Then there’s an article in Fast Company Magazine. If you aren’t familiar with them, their About Us page states, “Fast Company is the world’s leading business media brand with an editorial focus on innovation in technology, leadership, world changing ideas, creativity, and design.” Yeah, nature and being outside for personal health doesn’t quite seem to be a fit here. Nonetheless they did run a piece just last month titled, “A two-hour dose of nature each week could make you happier and healthier.” (Click the article title to read it over if you like). Interestingly enough, this article has extracted information from a scientific study in the UK that has come to the conclusion that two hours a week is the proper time needed to gain health benefits from being outdoors. Be aware however, it’s not just being outdoors. You need wander beyond the courtyard of your office. Full sized parks, walks on beaches, a nature trail, etc. are noted as the best options.
-=-=-
### WHAT IS BEING ASKED
Please repeat the passage above about weekly time in nature, word for word and in full.
-=-=-
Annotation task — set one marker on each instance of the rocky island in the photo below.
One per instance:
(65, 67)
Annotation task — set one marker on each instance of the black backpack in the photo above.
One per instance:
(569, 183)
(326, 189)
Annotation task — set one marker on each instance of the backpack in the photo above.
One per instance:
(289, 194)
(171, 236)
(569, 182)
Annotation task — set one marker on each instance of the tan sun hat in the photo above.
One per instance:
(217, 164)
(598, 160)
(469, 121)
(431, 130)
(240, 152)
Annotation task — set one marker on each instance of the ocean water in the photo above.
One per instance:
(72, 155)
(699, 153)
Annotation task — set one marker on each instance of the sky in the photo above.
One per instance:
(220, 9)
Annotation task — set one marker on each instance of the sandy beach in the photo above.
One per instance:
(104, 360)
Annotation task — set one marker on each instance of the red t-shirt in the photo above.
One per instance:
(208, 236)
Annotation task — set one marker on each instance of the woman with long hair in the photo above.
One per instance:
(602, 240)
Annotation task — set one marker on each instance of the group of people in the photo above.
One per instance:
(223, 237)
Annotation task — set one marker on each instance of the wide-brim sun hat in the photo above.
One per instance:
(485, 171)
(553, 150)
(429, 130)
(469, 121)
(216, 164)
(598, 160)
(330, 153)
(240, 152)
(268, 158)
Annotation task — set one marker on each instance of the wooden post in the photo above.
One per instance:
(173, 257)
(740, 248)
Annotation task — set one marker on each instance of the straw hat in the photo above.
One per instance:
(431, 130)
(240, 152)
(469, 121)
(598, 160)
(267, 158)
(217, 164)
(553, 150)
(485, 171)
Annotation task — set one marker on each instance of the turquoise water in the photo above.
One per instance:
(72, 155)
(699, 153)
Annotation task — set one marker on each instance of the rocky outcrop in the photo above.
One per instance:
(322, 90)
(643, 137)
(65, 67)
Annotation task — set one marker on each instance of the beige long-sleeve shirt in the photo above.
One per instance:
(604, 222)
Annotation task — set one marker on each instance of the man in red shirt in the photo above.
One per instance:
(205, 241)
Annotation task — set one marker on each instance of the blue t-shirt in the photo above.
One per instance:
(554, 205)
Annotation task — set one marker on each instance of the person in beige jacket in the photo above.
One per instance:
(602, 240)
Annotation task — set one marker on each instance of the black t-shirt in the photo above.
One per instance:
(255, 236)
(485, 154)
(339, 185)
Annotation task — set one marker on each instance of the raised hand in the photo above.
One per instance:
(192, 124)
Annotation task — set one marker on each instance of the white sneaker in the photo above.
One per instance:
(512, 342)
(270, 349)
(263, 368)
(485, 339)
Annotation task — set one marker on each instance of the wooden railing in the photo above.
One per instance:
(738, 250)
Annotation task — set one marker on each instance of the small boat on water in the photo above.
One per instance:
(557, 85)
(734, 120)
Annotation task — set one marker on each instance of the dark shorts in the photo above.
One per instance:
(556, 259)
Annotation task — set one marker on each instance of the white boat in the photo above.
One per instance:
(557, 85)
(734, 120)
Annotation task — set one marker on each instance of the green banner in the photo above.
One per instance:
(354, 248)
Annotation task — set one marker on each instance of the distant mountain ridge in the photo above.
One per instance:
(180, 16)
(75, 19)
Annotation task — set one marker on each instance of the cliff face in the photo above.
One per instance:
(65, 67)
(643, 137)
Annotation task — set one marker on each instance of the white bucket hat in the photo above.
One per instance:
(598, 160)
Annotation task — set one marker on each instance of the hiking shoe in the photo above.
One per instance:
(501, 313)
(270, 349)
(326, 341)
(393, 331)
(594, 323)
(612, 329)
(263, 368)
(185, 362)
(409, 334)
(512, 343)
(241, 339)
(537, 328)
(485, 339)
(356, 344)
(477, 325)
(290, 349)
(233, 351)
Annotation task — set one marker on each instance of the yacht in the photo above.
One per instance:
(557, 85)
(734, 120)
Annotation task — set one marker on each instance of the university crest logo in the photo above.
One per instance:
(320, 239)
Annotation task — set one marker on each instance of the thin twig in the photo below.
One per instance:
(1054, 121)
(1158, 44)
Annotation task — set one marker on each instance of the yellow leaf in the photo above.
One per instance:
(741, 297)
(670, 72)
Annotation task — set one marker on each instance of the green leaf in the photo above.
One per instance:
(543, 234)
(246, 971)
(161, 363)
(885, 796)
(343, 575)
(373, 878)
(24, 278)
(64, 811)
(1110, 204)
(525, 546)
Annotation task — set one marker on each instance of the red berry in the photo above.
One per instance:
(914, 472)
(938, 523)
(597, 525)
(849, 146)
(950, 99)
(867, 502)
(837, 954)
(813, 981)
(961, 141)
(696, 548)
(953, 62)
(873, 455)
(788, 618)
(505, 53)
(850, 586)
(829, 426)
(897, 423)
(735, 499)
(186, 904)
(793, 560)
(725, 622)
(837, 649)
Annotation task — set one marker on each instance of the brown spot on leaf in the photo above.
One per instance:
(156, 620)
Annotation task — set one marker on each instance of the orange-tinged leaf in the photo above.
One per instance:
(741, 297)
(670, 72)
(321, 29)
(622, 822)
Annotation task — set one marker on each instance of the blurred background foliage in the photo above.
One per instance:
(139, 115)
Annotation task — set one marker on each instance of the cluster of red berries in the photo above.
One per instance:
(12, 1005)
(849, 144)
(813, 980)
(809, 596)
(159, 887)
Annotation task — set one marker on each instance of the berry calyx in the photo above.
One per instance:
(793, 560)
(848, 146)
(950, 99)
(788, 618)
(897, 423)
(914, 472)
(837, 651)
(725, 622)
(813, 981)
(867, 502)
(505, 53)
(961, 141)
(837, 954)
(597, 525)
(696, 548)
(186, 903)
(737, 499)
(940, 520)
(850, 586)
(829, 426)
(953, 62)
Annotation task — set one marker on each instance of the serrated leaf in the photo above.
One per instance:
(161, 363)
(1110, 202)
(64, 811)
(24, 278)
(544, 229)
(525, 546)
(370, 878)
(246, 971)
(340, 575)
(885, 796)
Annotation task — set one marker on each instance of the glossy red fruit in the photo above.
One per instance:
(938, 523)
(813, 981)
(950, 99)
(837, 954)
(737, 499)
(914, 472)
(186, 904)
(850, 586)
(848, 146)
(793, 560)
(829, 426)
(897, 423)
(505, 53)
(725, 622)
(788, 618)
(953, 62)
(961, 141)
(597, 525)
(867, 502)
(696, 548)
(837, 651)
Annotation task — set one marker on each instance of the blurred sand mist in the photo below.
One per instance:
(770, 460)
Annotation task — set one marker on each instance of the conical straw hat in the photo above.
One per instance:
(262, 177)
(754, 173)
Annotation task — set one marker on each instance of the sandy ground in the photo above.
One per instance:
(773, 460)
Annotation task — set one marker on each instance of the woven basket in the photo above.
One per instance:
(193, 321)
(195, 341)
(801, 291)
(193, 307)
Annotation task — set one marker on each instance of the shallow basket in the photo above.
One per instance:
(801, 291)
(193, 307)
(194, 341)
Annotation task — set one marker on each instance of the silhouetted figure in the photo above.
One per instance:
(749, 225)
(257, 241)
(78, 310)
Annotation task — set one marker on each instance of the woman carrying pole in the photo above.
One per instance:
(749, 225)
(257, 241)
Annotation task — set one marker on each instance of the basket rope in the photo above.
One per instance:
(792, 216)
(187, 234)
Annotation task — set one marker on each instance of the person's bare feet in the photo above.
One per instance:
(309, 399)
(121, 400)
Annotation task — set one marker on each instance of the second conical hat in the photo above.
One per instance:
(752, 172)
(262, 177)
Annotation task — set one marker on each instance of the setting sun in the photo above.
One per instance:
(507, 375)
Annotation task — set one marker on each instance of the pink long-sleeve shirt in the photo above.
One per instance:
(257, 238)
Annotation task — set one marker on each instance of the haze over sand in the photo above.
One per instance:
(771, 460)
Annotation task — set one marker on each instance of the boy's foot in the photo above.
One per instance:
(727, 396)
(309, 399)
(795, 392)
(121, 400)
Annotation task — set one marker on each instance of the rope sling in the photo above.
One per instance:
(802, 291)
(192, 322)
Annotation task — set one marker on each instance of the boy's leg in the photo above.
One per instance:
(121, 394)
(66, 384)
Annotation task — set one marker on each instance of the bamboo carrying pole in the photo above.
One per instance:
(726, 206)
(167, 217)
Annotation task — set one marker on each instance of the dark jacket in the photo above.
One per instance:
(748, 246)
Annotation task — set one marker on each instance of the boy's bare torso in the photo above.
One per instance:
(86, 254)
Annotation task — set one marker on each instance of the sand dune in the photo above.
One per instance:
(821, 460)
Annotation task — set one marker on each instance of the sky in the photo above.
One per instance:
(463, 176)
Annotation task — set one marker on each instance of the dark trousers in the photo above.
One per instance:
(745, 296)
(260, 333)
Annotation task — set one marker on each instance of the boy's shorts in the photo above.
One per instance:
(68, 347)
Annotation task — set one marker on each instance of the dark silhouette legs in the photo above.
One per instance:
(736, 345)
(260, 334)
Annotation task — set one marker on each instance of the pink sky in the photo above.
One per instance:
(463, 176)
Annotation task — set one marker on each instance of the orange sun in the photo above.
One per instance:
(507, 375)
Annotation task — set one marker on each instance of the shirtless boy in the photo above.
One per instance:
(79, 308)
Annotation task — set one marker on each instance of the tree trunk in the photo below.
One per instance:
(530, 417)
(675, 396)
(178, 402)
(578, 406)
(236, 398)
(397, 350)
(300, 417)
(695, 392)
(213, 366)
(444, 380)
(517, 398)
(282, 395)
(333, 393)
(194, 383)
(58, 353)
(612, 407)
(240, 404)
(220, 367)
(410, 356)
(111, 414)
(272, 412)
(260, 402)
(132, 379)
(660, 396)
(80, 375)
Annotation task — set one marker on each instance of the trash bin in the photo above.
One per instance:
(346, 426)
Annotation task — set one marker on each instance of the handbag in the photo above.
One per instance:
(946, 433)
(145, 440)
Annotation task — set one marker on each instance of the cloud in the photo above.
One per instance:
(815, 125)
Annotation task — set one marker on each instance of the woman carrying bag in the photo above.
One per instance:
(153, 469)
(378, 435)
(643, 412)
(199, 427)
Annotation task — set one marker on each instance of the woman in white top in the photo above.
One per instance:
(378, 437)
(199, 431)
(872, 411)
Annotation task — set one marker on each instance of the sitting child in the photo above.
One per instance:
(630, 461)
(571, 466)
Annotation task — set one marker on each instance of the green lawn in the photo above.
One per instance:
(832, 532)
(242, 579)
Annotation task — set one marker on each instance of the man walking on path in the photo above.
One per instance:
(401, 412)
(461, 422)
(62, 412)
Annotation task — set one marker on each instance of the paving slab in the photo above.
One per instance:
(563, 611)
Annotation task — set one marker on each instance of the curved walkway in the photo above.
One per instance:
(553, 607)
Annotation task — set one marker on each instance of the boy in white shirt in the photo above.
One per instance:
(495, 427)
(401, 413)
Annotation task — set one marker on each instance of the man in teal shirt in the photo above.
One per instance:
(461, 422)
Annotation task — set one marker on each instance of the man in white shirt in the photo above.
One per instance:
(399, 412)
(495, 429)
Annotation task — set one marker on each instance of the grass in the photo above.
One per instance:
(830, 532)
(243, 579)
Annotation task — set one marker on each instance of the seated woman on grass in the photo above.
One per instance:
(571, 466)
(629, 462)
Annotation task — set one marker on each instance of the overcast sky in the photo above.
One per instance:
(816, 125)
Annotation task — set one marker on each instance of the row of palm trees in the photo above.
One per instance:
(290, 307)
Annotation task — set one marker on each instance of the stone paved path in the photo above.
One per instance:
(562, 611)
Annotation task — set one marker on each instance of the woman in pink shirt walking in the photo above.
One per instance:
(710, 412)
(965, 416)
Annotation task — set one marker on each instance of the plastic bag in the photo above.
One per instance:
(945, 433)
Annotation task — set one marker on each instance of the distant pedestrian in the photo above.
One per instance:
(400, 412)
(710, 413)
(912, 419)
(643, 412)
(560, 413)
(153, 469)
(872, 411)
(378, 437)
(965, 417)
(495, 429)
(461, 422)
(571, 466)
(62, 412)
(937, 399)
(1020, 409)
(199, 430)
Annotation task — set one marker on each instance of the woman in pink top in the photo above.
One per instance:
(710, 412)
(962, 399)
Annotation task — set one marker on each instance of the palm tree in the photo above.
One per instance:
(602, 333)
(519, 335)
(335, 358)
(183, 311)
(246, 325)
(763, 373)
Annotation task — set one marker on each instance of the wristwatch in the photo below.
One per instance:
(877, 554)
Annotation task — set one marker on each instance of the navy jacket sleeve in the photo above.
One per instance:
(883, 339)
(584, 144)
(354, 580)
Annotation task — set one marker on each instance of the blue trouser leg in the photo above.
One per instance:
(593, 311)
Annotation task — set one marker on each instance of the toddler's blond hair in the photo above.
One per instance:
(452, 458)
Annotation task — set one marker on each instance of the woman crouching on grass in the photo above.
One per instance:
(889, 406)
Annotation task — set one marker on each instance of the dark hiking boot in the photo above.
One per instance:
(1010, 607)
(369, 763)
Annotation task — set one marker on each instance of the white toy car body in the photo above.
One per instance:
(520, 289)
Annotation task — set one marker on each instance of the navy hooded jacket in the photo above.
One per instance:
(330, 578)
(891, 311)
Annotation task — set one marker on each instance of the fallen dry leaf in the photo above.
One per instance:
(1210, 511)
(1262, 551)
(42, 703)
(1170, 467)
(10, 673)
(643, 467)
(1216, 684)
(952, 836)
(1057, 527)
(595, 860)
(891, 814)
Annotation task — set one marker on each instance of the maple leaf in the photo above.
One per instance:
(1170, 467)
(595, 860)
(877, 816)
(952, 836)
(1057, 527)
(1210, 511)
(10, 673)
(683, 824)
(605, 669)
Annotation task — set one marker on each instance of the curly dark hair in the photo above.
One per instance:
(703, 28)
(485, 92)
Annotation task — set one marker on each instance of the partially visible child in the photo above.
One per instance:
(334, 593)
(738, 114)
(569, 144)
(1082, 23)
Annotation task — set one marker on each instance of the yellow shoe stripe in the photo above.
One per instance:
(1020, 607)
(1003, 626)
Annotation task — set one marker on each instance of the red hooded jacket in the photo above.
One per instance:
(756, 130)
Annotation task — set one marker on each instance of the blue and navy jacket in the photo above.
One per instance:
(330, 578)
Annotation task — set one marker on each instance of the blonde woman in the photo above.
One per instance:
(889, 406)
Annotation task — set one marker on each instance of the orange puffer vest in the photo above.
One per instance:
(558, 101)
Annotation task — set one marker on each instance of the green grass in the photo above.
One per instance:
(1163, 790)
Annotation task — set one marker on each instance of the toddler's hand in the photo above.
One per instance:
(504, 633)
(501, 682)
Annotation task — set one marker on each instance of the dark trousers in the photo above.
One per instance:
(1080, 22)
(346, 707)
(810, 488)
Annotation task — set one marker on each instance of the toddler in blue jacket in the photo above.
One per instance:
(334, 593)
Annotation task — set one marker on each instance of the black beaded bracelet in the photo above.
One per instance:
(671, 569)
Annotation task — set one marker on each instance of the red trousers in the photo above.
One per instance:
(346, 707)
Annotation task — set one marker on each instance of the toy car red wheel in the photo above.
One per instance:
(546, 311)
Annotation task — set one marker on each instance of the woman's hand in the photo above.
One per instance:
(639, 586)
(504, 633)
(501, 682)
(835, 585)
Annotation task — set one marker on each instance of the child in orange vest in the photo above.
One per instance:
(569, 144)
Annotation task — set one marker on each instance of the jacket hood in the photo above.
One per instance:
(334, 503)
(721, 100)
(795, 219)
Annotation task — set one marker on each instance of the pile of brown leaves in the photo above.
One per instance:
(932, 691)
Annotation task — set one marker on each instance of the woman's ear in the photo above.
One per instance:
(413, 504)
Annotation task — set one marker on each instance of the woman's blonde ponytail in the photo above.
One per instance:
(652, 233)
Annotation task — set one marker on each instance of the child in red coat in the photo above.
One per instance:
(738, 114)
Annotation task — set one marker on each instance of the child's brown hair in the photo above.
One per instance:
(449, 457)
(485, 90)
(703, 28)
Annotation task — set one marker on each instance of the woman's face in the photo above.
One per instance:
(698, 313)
-=-=-
### FULL OUTPUT
Then there’s an article in Fast Company Magazine. If you aren’t familiar with them, their About Us page states, “Fast Company is the world’s leading business media brand with an editorial focus on innovation in technology, leadership, world changing ideas, creativity, and design.” Yeah, nature and being outside for personal health doesn’t quite seem to be a fit here. Nonetheless they did run a piece just last month titled, “A two-hour dose of nature each week could make you happier and healthier.” (Click the article title to read it over if you like). Interestingly enough, this article has extracted information from a scientific study in the UK that has come to the conclusion that two hours a week is the proper time needed to gain health benefits from being outdoors. Be aware however, it’s not just being outdoors. You need wander beyond the courtyard of your office. Full sized parks, walks on beaches, a nature trail, etc. are noted as the best options.